# [Short problem]
Rescale the stretch of the listing from the line containing "Give me the location of white government" through the end of the listing. Write out every line in that stretch again, requests included, with each bounding-box coordinate in the answers multiplied by 2.2 and rounded to a whole number, halves rounded up.

# # #

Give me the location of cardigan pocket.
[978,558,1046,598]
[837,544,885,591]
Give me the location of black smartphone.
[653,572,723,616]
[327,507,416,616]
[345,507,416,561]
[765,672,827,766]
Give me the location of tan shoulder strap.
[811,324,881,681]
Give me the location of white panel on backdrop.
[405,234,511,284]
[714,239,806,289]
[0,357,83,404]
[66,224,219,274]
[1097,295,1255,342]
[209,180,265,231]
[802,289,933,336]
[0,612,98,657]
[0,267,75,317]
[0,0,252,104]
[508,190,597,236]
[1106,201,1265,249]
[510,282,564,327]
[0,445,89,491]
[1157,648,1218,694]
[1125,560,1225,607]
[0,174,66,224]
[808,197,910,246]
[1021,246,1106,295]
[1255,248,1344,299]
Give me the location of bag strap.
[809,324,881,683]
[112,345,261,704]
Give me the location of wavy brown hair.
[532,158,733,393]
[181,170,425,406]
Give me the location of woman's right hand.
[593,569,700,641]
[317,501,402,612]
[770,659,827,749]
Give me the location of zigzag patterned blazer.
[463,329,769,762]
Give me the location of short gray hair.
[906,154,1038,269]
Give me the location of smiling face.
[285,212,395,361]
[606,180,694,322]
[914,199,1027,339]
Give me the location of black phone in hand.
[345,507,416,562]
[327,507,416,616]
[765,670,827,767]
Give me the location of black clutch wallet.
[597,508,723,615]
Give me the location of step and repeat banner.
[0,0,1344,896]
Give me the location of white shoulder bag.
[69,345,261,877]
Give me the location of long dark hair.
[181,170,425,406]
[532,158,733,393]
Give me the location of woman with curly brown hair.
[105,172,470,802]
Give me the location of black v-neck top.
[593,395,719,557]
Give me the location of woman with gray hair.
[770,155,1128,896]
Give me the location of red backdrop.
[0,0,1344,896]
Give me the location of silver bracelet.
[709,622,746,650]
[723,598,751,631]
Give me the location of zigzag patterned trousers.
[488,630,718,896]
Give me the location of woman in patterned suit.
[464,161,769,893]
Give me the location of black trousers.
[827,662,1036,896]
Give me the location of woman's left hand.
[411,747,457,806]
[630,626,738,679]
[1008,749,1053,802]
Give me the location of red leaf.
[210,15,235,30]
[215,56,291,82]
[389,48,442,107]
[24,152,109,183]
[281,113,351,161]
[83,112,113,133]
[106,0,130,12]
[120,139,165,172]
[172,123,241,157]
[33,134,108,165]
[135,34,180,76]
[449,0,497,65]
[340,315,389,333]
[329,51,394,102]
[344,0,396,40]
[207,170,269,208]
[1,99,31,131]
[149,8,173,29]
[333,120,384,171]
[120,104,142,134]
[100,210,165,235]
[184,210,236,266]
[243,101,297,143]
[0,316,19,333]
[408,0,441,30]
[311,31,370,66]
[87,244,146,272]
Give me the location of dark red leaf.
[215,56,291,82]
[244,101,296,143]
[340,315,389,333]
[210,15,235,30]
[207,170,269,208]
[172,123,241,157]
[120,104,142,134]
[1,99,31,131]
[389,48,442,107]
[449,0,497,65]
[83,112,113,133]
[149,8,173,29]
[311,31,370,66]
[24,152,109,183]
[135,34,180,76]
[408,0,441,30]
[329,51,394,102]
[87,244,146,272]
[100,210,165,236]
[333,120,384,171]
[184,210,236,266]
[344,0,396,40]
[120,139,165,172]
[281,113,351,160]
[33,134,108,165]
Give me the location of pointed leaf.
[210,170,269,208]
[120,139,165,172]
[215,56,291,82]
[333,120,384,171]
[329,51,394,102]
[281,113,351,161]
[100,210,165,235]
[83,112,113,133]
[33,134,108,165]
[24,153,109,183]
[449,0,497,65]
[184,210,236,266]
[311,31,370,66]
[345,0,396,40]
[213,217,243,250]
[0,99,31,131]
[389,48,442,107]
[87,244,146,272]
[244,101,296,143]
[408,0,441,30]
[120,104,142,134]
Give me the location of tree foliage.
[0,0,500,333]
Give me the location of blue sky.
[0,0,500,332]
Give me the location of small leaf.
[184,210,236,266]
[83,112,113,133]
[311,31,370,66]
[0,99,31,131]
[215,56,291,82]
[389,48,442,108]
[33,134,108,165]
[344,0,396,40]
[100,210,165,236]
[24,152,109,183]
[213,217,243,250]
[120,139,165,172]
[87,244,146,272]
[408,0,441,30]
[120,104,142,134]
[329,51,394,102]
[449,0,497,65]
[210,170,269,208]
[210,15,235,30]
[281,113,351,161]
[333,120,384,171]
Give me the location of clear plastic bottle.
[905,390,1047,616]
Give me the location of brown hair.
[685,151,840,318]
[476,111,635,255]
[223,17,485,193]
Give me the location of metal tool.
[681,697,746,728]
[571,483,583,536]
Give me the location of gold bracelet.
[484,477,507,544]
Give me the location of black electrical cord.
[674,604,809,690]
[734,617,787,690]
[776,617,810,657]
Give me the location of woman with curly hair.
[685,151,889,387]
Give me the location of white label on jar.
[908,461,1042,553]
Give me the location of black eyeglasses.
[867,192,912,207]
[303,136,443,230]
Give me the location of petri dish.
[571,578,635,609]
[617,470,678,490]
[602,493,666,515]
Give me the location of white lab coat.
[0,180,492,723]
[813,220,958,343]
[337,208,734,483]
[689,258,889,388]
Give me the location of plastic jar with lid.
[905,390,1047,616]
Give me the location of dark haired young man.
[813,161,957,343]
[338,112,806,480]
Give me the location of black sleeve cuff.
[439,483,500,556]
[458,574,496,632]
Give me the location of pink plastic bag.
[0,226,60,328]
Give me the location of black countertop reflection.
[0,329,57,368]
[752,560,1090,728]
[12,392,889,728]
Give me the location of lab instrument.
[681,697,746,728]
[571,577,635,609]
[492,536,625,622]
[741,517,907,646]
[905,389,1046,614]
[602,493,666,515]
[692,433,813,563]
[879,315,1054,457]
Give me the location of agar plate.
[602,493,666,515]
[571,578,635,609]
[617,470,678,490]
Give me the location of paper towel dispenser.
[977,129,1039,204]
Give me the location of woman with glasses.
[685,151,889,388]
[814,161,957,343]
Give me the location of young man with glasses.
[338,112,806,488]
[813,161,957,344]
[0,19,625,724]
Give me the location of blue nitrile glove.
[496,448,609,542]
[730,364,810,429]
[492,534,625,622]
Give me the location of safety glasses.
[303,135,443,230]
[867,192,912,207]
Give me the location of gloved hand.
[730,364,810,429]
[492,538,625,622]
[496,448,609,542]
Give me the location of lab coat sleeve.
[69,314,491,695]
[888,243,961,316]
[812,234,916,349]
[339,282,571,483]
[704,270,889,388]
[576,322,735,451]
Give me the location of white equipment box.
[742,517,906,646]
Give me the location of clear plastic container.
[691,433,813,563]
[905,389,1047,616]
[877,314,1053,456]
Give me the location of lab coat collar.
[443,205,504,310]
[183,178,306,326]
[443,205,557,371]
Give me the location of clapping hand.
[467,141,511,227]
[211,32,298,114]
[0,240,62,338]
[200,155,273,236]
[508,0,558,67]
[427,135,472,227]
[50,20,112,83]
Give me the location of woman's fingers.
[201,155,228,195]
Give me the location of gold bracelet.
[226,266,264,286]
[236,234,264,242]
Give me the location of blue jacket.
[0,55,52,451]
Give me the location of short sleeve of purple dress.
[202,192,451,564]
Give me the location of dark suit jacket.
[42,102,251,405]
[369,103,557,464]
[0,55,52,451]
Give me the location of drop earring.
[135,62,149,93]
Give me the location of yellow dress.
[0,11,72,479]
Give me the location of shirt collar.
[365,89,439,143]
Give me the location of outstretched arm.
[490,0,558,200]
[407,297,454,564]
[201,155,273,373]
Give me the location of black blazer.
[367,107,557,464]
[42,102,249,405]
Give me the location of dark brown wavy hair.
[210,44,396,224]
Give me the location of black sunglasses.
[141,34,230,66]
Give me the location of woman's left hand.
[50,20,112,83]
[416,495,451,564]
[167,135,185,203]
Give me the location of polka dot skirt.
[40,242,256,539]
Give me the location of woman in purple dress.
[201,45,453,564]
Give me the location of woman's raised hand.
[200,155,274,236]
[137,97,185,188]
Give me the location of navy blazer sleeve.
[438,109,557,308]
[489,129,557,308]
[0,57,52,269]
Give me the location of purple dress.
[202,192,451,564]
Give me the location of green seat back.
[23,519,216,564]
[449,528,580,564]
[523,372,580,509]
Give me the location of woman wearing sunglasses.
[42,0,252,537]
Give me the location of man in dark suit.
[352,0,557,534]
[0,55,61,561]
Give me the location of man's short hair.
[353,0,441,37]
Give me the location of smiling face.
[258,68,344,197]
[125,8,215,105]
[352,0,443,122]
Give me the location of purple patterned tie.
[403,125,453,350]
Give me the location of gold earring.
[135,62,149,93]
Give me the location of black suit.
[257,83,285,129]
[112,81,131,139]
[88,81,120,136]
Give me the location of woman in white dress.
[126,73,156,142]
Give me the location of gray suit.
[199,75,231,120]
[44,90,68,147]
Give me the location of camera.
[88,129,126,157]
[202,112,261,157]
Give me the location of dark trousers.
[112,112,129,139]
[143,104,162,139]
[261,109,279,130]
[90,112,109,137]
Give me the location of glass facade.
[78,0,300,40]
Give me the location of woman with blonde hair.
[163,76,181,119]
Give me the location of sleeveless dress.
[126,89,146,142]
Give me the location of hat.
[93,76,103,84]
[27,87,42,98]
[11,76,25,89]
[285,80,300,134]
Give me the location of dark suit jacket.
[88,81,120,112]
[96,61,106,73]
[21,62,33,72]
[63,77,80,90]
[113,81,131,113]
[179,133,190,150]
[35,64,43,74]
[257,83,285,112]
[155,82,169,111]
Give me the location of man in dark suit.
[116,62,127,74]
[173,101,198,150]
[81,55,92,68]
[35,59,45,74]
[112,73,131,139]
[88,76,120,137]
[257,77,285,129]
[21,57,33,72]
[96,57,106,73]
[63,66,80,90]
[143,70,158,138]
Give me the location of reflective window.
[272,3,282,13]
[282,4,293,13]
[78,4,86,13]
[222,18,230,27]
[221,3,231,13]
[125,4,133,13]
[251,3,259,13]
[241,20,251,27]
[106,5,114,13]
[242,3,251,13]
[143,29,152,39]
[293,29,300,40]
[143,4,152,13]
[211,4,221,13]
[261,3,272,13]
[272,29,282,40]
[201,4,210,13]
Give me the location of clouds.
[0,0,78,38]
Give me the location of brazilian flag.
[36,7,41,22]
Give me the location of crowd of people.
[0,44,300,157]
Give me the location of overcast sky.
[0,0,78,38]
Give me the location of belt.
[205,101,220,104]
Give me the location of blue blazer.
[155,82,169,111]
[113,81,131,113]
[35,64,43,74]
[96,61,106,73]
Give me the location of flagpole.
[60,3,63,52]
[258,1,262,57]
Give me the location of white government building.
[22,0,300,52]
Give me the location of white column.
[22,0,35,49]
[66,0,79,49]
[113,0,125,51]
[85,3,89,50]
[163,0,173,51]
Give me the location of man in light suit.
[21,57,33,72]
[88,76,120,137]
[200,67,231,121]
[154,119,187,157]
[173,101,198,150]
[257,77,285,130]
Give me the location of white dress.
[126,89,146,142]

# # #

# [Reply to the exercise]
Give me the location of white government building.
[48,0,660,114]
Give me the location of white column.
[48,0,77,108]
[145,0,174,108]
[249,0,275,112]
[187,7,196,110]
[359,0,381,112]
Give me the location of man in light suit.
[46,125,73,158]
[194,167,264,301]
[440,147,508,266]
[339,262,411,345]
[381,222,436,330]
[565,169,627,286]
Give me the location of white dress.
[277,196,321,312]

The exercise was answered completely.